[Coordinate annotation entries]

──────────────────────────────

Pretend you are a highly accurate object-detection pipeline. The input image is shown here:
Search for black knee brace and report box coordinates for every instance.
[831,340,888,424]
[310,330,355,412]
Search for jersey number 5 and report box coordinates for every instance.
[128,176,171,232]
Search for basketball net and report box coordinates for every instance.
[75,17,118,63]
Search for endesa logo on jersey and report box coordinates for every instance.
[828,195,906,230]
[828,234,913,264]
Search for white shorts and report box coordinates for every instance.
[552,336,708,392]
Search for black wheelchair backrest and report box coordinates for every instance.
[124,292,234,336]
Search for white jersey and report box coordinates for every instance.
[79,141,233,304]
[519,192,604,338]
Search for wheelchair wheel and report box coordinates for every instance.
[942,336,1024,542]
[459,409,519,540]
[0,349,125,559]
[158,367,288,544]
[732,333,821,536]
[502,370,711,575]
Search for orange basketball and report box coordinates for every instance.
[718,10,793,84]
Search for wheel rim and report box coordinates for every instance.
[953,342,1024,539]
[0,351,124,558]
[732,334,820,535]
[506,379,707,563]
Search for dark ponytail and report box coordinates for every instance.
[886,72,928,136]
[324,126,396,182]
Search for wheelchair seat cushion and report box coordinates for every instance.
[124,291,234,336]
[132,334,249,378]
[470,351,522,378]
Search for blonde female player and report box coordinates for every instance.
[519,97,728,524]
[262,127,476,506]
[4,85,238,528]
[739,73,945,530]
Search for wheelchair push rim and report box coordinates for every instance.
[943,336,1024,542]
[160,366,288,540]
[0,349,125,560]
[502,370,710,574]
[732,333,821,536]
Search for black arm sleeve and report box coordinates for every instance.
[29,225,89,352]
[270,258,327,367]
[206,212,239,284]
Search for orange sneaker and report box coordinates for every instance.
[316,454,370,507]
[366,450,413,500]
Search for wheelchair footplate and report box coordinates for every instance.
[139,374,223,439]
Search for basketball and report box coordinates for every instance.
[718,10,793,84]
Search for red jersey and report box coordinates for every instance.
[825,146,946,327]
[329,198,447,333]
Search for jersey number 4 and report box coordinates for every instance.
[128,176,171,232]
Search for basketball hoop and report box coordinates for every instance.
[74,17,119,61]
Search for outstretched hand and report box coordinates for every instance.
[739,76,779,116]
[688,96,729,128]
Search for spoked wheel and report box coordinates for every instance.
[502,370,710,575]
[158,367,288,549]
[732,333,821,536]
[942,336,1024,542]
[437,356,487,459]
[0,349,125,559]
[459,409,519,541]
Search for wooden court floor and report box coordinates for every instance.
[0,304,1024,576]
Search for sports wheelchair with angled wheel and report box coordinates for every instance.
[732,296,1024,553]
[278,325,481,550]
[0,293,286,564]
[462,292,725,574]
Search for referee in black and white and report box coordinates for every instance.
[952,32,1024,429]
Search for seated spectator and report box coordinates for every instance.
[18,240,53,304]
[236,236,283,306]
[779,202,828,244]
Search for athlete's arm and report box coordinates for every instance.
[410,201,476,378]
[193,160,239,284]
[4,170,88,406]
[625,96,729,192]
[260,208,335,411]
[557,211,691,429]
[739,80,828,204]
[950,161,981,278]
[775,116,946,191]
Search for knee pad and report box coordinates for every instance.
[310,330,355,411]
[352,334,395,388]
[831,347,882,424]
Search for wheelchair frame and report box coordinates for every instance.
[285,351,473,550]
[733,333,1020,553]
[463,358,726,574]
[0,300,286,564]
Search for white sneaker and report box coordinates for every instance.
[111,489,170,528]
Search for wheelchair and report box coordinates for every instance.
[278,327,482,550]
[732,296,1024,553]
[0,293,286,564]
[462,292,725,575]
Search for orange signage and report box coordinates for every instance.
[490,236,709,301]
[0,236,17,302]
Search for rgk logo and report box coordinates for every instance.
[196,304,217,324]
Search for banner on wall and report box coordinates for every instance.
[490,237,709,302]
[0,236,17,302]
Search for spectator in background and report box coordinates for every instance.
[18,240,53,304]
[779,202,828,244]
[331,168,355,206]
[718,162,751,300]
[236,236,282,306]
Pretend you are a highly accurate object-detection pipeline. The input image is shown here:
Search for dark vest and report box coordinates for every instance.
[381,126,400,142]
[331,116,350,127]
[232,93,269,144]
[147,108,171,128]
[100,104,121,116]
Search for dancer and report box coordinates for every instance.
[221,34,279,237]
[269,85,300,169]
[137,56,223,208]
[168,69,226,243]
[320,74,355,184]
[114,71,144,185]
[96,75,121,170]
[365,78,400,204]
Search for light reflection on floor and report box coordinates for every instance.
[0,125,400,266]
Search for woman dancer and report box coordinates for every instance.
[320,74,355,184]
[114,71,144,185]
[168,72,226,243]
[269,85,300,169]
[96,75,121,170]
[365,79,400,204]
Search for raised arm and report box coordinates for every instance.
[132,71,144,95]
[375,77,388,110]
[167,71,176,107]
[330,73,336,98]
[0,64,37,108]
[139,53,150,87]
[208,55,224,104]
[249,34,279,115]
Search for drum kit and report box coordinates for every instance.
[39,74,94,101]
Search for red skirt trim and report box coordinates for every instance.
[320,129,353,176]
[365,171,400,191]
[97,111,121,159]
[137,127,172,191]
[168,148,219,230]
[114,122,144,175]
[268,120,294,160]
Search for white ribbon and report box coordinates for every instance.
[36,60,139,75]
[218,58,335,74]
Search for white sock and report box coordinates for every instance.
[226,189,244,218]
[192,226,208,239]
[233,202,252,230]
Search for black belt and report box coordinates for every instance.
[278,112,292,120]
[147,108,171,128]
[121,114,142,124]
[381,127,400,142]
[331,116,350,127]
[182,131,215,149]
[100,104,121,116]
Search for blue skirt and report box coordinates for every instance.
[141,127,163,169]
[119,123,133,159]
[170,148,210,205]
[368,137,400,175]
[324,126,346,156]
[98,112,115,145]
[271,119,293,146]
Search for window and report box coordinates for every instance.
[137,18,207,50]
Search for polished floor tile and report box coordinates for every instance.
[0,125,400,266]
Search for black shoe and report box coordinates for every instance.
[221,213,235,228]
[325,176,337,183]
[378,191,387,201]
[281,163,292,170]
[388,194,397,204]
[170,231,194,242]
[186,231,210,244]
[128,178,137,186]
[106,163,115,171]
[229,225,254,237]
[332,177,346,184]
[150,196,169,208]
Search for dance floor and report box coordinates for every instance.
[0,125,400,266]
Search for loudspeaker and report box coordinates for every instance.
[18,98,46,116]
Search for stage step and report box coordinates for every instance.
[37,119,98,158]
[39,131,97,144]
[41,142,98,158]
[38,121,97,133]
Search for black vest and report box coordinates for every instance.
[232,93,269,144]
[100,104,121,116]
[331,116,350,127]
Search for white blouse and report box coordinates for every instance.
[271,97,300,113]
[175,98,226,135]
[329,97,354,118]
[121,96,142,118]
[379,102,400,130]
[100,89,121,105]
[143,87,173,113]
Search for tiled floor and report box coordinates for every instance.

──────────────────────────────

● PROBLEM DESCRIPTION: Pick out every line of the listing above that contains the word "orange", and copy each one.

● OUTPUT FOR THIS EXERCISE:
Search for orange basketball and report box coordinates for every instance.
Search for orange sneaker and report box coordinates for every instance.
Search for orange signage and report box coordinates for every instance.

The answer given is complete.